» REQUIRED ACTION
Please copy out the entries below exactly, beginning with the line that contains "box: [250, 164, 415, 295]" and ending with the line that contains "207L260 222V273L328 291L413", and include nothing outside that span.
====== TASK INPUT ======
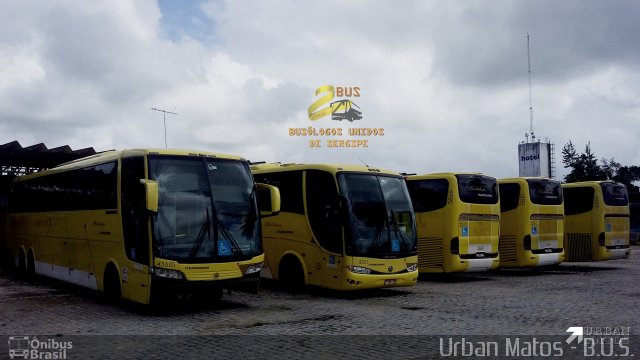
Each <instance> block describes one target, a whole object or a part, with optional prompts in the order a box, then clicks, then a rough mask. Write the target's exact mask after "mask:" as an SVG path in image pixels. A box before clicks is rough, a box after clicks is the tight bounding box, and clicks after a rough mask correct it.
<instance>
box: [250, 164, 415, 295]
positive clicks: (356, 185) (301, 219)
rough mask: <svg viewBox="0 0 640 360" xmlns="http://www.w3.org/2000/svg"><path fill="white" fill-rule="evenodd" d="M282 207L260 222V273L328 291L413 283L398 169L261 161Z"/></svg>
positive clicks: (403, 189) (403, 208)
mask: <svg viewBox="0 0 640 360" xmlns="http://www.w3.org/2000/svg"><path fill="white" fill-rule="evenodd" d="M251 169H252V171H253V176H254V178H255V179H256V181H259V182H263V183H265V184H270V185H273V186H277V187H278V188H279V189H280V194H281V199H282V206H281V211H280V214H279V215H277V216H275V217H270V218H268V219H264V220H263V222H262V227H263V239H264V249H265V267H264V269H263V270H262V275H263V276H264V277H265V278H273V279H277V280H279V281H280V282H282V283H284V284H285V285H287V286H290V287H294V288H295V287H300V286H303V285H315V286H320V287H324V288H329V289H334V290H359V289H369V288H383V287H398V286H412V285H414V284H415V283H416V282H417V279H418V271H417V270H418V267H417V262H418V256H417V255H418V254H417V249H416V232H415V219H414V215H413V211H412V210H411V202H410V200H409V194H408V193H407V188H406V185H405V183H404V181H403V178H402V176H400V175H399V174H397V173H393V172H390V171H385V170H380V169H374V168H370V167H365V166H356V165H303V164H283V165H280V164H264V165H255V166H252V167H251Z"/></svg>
======
====== TASK INPUT ======
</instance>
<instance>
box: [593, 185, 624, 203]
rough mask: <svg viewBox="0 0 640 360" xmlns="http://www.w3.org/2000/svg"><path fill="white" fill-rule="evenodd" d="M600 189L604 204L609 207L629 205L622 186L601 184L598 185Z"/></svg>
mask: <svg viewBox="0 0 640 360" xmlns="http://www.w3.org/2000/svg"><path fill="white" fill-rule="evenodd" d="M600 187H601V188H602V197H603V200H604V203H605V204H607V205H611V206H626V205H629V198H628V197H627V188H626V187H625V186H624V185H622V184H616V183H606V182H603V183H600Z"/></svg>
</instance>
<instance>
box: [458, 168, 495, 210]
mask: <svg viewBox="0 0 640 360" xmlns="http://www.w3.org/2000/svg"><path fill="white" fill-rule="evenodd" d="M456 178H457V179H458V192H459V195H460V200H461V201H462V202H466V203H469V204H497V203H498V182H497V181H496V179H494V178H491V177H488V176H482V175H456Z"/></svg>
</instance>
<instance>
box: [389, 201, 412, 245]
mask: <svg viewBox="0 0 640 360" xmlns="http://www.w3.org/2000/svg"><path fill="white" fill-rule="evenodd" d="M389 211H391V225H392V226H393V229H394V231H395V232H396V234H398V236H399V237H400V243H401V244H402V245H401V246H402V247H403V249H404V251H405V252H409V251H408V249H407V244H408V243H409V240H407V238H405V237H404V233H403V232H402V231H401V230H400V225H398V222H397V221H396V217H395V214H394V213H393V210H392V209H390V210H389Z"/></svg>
======
» ANSWER SECTION
box: [250, 164, 415, 295]
positive clicks: (356, 185) (301, 219)
rough mask: <svg viewBox="0 0 640 360" xmlns="http://www.w3.org/2000/svg"><path fill="white" fill-rule="evenodd" d="M282 207L260 222V273L328 291L413 283L398 169L261 161Z"/></svg>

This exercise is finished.